#### DOCUMENT PASSAGE:
First Isaiah repeats that God is about to do something new – in fact, to create a new heavens and a new earth.  Totally new.  Everything changed and different.  The people he was talking to needed that, they longed for a different world.   Isaiah has persuaded them to return to Israel from their exile in Babylon, but it’s been years and still the land is scarred by war and the temple remains in ruins.  The people are discouraged, exhausted, and despairing.  Can you imagine hearing these unbelievable promises given what they saw all around them?  They must have thought Isaiah was kind of crazy, these promises totally unbelievable.  They still seem unbelievable.

He says there will be no more pain, no more crying, no more children dying.  Everyone will be able to live to 100 years old and better.  People who are 100 years old will be considered young, even!

Those who build houses will be able to live in them, and those who plant and take care of crops will be able to eat them. Even today, those who do the actual work of building houses may not be able to afford to live in them, and those who labor in the fields may not have enough to eat.  

The children we bring into the world will not ever face calamity.  God will hear and respond to us even before we ask.  Lions will stop bothering lambs, and the serpents of the world will eat dust.  That's what happened in Eden, so Isaiah seems to be saying this new world will be a new Eden, a paradise.

He says our days will be like the days of a tree.  I’m not sure what that means but I like the sound of it.  Long days, calm and serene.  
   
It all sounds good, too good to be true – too good to believe in.  But that’s the thing about faith – it invites us to look beyond what IS and even what we think can possibly be.  It asks us to expect the unexpected, to believe the unbelievable.

We see the difficulty and the joy of that in Luke’s account of that first Easter morning.  There are the women, going to the tomb in their grief, prepared to anoint the body of Jesus.  They don't know how they could roll back that big rock.  Even that did not seem possible, but they went on anyway, going on faith. 

They arrive to find it already moved.  At the time, they would have thought grave robbers had been there. I’m sure they were worried, thinking maybe someone had disrespected the body of their beloved teacher.  They look in and it’s worse than they feared – the body is gone. I’m sure they thought someone had taken it, and that would make their grief even worse - not being able to give Jesus' body a proper burial.  I’m sure they did not expect what happened next.  Who would? We might, having heard this story before, but if we place ourselves in their place, imagine our surprise at what happens next.

Two men in dazzling clothes appear, out of thin air!  I would have bowed down and hid my face, too.  As startling as their appearance is, what they say is even further beyond believability than what Isaiah said to their despairing Jewish ancestors.  They say that the women should not look for the living among the dead.

#### Records from a dataset:
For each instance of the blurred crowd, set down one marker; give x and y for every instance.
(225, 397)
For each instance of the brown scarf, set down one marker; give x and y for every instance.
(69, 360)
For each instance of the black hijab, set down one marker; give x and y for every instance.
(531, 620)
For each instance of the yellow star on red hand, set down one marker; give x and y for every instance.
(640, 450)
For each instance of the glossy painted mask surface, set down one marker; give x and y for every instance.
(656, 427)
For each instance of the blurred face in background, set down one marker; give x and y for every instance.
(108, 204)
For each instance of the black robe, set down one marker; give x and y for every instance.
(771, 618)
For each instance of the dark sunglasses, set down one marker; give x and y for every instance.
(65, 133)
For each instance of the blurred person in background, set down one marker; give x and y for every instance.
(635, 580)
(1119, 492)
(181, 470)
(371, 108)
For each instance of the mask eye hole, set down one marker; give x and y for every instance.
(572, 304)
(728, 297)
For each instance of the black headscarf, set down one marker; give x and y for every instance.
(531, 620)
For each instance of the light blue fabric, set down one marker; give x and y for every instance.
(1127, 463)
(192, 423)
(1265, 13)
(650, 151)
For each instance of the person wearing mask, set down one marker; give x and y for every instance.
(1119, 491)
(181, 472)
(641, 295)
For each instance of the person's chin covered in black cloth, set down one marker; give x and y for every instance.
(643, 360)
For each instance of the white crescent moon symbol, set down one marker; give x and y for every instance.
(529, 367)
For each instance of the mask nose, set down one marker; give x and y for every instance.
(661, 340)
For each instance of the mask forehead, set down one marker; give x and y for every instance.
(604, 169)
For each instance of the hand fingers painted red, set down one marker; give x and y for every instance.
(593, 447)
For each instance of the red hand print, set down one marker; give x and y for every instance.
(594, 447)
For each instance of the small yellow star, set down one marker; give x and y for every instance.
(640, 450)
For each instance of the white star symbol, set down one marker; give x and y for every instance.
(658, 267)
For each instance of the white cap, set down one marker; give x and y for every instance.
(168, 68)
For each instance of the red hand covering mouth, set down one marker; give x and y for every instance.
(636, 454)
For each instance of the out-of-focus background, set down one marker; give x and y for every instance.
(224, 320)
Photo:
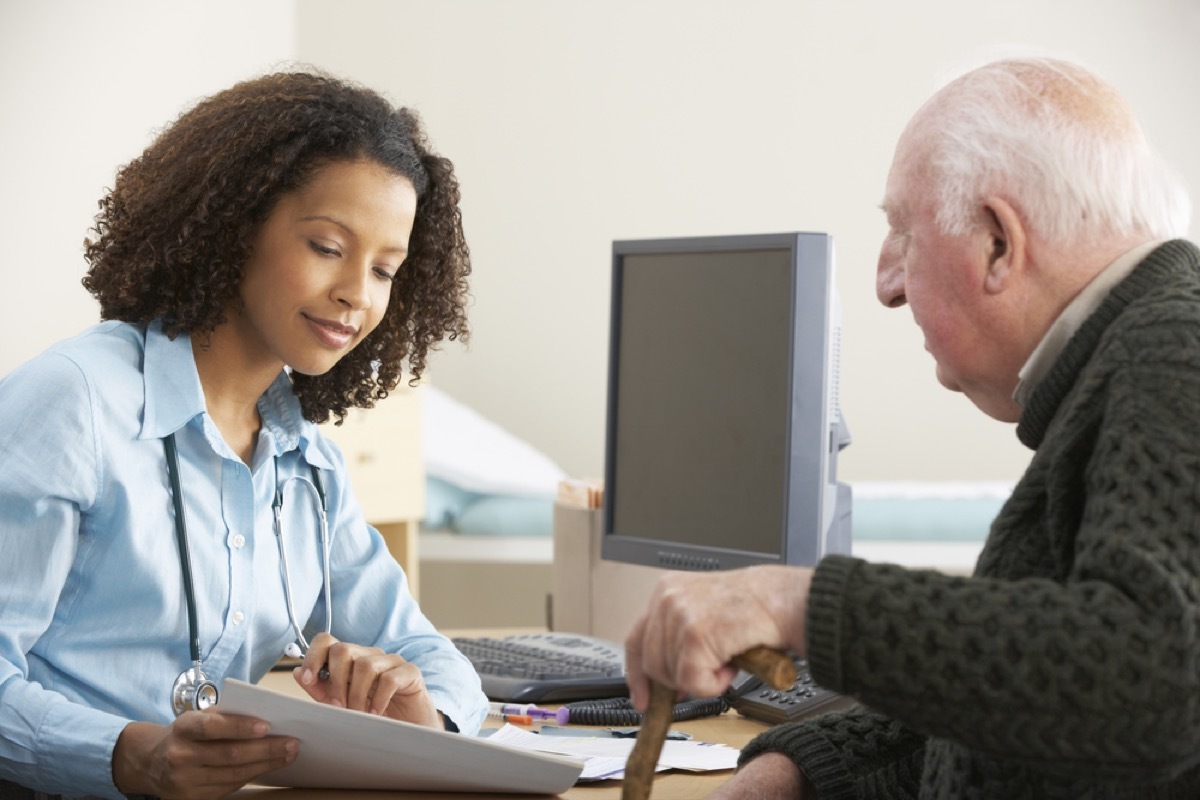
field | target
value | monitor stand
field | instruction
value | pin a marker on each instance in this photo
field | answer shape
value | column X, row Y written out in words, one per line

--

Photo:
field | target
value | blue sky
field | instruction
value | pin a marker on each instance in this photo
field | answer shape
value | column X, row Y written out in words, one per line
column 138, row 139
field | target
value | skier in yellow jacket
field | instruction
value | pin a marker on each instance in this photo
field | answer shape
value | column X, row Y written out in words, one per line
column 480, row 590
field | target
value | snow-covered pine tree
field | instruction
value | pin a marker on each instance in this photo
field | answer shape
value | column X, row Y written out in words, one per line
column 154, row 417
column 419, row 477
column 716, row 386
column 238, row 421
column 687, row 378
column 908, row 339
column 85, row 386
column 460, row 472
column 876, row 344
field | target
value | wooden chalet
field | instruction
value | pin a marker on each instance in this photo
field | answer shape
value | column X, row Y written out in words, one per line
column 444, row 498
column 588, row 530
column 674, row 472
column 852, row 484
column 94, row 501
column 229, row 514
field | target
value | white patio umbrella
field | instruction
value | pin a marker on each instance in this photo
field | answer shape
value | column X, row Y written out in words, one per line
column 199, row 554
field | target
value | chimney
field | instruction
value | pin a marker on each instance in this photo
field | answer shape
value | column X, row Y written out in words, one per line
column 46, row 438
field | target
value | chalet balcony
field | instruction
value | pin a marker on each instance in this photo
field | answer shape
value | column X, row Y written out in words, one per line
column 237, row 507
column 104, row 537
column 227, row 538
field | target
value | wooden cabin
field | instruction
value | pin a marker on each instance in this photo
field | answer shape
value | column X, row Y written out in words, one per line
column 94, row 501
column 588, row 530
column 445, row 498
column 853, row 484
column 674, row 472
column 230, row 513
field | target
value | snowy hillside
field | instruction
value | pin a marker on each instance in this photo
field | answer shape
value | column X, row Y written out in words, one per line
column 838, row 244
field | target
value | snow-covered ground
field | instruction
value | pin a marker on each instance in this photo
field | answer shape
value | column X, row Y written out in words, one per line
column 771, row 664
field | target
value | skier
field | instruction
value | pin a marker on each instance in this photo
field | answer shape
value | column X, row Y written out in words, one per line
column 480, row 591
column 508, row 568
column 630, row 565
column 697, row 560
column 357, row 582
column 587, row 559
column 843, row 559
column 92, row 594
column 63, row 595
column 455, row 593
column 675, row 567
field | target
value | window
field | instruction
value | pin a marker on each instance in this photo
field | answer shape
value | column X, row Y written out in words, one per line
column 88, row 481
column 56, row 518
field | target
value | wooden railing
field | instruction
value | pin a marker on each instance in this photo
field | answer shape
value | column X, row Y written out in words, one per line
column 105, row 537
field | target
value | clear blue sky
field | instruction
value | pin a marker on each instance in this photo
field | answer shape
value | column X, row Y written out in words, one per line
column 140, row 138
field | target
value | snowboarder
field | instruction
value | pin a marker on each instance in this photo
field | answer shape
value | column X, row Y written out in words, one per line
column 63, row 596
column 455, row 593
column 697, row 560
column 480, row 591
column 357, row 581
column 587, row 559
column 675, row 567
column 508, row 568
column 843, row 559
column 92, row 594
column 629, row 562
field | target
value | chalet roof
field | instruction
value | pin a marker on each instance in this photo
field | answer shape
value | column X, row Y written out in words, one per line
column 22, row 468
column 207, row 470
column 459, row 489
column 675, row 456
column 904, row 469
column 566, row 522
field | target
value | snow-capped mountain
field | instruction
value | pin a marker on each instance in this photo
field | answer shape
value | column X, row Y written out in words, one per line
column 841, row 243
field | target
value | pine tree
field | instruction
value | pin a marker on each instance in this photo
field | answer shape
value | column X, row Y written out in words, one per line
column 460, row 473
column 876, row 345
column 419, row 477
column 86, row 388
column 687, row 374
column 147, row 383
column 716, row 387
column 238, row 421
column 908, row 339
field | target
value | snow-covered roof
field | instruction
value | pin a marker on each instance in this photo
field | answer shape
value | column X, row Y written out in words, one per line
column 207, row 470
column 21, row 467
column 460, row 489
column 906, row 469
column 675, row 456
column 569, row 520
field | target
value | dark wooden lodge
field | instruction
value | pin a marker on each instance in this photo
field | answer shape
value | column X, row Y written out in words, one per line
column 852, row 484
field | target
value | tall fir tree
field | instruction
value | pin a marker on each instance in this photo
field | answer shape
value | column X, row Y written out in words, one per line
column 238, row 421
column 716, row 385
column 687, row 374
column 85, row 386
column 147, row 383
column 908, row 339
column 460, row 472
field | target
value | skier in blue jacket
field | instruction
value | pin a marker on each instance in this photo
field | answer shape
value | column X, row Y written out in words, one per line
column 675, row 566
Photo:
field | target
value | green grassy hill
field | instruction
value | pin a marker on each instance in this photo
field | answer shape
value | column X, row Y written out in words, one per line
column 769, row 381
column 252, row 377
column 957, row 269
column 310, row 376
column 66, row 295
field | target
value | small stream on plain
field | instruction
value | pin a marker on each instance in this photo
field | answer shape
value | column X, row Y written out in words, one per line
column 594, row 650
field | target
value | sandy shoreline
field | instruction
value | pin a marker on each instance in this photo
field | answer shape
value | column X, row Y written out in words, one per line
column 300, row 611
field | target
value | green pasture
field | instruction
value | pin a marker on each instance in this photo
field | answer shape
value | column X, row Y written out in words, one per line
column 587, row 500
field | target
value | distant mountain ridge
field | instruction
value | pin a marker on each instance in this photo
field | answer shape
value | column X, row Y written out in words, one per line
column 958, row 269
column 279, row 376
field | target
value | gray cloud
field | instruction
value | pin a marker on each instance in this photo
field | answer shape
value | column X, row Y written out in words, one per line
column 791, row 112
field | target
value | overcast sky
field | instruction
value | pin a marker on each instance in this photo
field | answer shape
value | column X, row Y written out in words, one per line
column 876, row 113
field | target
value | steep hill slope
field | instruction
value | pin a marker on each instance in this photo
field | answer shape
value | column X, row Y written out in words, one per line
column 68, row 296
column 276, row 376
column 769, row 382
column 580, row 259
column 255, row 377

--

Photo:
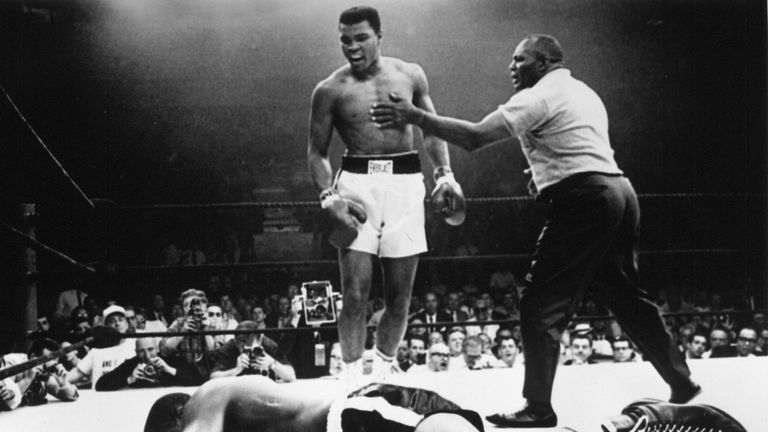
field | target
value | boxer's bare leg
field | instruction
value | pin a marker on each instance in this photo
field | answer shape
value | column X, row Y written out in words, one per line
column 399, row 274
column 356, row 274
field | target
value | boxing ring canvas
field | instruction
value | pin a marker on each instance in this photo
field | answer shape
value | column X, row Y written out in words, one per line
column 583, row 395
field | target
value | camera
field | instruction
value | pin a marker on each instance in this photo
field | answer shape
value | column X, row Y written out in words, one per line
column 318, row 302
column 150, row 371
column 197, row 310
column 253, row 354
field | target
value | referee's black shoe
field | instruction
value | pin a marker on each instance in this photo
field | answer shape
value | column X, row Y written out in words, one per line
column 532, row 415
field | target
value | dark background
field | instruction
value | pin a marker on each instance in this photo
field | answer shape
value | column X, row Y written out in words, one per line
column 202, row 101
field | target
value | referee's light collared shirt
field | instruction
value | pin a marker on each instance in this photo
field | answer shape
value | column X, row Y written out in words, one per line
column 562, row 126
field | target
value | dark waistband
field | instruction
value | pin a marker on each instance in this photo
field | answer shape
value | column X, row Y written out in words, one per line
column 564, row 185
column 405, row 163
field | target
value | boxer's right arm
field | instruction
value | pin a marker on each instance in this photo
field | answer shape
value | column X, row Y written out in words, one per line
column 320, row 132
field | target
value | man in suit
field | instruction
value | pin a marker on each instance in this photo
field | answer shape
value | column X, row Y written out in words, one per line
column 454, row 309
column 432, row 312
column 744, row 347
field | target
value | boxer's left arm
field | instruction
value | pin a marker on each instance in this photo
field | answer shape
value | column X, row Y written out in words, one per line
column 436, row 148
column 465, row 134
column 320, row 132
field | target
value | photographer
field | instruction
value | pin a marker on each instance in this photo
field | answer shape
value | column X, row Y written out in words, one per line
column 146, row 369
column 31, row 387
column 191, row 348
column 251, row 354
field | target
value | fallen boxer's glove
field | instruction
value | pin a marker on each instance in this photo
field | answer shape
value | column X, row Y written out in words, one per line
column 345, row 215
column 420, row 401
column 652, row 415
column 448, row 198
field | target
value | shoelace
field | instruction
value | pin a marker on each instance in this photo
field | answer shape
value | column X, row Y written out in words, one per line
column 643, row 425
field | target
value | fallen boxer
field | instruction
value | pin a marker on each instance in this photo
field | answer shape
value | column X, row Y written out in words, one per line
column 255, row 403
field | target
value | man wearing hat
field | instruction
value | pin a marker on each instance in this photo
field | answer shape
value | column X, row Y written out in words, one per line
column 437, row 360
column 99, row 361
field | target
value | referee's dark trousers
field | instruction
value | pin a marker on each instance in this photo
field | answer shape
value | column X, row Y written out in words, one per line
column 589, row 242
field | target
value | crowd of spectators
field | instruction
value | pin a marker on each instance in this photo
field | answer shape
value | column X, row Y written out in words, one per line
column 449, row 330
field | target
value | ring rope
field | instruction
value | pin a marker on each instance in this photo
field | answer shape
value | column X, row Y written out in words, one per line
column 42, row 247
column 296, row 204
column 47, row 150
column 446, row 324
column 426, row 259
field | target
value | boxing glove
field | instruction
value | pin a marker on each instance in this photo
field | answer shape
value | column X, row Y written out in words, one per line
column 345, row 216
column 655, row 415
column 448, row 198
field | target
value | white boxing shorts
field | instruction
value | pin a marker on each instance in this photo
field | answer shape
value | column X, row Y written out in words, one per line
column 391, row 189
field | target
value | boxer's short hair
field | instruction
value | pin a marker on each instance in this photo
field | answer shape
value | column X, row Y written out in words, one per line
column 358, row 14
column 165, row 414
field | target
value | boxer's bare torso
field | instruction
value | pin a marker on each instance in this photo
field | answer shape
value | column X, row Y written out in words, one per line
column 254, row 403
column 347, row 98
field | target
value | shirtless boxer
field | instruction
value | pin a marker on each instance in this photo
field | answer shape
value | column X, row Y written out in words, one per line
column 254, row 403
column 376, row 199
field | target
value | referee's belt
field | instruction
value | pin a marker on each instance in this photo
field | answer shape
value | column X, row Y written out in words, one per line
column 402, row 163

#### WHAT THE TASK ASKS:
In the passage on Isaiah and Easter, why did the people Isaiah was talking to long for a different world? Answer in one to three sentences. Rely only on the text to complete this.

#### TASK RESPONSE:
Isaiah had persuaded them to return to Israel from exile in Babylon, but years later the land was still scarred by war and the temple was still in ruins. As a result, they were discouraged, exhausted, and despairing.